#### ASSIGNMENT
After finding the line that contains "Could you identify the bridge" in the material below, print that line and all subsequent lines exactly, up to and including the last.

#### WORKING DATA
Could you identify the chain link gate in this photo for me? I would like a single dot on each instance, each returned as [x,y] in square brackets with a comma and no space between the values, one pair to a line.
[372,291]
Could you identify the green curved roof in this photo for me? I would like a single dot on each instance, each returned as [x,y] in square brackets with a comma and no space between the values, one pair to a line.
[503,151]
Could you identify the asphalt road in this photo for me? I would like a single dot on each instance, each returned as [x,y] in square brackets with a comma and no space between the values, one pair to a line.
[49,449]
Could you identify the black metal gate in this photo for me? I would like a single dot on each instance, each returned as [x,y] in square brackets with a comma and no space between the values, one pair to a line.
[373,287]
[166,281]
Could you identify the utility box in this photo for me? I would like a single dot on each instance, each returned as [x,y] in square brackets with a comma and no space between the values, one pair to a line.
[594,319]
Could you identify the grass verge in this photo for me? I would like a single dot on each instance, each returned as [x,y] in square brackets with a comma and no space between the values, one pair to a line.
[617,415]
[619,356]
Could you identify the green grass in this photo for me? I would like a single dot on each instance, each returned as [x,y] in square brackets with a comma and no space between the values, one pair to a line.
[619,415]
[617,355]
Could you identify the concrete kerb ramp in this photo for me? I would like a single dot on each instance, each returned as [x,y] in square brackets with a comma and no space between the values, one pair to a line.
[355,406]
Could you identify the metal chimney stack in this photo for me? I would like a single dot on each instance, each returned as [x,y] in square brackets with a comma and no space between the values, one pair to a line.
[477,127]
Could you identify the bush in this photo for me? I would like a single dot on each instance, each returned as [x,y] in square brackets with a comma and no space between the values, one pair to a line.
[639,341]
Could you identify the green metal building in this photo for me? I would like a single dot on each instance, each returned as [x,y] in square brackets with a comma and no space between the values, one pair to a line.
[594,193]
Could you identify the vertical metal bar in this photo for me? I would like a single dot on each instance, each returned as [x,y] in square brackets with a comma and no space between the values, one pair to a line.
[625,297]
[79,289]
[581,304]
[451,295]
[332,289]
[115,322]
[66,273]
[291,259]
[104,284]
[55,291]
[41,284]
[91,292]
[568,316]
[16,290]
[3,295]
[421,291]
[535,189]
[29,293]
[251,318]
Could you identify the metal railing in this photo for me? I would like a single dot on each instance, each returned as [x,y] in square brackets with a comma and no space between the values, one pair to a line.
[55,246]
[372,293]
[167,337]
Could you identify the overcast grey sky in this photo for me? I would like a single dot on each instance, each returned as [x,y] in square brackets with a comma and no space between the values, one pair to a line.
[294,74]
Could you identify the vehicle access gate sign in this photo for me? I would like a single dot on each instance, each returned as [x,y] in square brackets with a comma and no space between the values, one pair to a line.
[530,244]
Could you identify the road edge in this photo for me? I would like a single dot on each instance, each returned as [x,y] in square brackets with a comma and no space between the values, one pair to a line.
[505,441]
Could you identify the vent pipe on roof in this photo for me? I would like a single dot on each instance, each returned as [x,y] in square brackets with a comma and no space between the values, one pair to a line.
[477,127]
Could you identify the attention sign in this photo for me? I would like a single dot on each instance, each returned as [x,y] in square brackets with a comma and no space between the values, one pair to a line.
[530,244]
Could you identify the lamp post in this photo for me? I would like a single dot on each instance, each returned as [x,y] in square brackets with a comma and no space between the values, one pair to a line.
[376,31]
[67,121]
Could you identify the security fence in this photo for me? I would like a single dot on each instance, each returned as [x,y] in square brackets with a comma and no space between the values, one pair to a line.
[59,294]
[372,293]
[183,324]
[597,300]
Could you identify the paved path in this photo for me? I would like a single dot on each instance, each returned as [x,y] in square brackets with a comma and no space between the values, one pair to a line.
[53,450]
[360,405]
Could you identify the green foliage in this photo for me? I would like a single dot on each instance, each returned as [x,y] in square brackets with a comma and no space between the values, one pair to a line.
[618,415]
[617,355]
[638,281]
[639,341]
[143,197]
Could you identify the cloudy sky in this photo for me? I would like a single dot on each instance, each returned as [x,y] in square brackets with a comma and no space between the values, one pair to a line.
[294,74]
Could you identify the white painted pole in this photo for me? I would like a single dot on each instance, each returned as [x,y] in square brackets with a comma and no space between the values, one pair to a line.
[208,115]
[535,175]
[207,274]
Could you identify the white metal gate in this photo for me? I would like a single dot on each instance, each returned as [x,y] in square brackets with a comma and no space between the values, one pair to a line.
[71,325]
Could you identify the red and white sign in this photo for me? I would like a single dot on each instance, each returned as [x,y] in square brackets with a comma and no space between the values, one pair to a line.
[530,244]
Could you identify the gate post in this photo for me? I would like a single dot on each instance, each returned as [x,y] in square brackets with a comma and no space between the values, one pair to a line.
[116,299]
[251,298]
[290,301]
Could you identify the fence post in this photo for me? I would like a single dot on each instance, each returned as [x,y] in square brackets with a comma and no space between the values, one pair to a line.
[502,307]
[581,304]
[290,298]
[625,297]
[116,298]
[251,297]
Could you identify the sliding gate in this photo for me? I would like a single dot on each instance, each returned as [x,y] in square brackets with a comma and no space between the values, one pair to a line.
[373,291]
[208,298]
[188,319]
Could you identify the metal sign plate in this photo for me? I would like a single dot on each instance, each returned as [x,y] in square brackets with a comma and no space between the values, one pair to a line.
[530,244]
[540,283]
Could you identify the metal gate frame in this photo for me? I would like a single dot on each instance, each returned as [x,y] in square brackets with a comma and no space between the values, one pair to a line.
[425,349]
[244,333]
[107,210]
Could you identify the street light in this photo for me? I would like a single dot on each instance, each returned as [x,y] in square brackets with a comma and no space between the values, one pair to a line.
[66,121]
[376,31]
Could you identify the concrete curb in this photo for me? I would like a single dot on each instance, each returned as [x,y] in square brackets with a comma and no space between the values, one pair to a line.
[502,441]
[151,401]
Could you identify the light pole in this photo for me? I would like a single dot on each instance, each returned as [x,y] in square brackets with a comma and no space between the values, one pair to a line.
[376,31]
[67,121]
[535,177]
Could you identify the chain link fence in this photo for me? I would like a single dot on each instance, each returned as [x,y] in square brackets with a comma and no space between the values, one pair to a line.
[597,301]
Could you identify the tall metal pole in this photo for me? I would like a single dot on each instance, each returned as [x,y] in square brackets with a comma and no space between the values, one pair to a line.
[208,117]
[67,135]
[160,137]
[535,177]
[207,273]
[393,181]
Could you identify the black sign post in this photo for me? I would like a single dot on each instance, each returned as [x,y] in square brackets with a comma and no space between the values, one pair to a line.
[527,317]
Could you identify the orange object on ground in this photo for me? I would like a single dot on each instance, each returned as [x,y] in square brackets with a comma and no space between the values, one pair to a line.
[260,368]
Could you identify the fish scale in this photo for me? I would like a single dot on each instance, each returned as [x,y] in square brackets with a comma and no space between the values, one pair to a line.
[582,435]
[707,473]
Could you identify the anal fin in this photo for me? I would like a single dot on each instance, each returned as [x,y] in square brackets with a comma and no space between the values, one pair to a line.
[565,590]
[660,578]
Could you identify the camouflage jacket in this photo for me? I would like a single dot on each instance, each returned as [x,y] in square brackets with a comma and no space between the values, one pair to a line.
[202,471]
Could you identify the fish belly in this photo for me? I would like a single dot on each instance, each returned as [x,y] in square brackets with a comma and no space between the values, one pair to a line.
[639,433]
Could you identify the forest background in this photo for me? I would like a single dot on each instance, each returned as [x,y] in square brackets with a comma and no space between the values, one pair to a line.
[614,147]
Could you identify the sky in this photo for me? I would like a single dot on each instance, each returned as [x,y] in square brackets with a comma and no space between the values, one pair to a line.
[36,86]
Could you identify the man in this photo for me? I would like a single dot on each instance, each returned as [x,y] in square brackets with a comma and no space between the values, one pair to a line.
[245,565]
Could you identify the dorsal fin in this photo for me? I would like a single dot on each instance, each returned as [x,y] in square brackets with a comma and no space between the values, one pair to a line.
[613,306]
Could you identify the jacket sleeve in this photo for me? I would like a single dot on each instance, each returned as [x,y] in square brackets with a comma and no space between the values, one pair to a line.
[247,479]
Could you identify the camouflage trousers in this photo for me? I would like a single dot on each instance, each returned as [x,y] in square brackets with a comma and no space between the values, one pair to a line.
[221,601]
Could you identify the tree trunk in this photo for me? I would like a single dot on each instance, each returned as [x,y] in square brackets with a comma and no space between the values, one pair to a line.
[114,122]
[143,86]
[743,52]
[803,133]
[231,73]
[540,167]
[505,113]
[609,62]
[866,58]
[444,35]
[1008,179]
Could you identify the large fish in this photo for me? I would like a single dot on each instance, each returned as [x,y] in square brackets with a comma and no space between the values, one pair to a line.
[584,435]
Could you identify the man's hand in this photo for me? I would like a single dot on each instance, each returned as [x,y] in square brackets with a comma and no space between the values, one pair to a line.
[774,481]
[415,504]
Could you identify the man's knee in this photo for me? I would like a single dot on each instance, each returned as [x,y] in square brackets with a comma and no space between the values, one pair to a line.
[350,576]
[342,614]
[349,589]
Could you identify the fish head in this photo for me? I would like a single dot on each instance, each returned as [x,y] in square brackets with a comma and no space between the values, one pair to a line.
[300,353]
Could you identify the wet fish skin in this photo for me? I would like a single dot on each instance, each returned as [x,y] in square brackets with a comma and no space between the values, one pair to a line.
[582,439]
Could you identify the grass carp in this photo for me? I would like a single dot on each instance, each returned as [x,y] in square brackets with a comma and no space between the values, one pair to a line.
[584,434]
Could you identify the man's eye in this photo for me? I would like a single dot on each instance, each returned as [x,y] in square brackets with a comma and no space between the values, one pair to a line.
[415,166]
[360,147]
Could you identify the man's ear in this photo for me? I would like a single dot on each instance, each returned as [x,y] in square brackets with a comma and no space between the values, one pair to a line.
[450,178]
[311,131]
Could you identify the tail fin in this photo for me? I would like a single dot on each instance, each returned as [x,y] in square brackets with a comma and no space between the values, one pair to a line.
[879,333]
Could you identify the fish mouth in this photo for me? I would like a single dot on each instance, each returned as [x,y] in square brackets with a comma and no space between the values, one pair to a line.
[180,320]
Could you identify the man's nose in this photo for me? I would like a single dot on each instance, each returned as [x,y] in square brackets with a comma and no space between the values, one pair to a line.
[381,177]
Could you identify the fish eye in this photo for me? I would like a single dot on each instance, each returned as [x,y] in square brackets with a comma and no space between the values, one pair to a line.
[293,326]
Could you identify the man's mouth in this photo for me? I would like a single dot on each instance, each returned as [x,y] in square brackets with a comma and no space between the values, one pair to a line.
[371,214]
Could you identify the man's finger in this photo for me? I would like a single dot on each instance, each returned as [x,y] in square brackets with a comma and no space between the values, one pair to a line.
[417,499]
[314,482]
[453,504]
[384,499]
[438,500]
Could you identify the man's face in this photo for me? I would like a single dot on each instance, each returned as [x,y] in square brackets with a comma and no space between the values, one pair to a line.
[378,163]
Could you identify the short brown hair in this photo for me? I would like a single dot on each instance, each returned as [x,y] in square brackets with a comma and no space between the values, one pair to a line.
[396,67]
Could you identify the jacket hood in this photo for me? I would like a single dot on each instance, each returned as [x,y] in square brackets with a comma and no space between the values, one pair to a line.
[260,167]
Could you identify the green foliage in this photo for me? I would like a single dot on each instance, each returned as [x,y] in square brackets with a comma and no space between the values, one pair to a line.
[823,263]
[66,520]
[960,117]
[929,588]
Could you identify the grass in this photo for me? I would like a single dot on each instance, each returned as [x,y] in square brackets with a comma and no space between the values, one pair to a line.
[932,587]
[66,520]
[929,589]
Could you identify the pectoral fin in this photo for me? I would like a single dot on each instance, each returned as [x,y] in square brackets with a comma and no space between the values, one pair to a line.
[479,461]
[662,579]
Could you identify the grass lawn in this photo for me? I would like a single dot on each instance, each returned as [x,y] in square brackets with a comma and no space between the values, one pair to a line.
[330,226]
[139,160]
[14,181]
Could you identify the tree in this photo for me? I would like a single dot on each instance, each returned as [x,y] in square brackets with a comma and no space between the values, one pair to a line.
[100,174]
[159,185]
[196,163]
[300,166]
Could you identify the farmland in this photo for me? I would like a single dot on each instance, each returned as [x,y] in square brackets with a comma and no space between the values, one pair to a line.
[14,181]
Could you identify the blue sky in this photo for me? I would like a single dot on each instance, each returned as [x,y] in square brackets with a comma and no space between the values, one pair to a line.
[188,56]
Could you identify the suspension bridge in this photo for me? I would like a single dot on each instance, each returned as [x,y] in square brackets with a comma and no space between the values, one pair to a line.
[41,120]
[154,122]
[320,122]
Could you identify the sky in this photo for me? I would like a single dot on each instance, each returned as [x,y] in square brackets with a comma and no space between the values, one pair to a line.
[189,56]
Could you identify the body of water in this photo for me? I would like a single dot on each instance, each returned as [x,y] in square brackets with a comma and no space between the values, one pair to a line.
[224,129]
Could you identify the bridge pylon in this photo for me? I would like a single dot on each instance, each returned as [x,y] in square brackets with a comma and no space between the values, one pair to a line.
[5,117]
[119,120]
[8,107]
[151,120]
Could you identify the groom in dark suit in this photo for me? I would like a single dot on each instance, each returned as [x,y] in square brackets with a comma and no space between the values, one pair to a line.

#### ANSWER FOR THE TASK
Could you identify the bridge pylon in this photo for me? I would like a single dot on each instance, each returned as [x,y] in square brackets with a comma and no space between the values, one pair to a line.
[5,117]
[119,120]
[8,107]
[151,120]
Could you identify the groom in dark suit in this photo for me? I would like a single dot on each instance, each returned as [x,y] in square brackets with a comma and no space between the values, one pair to a line.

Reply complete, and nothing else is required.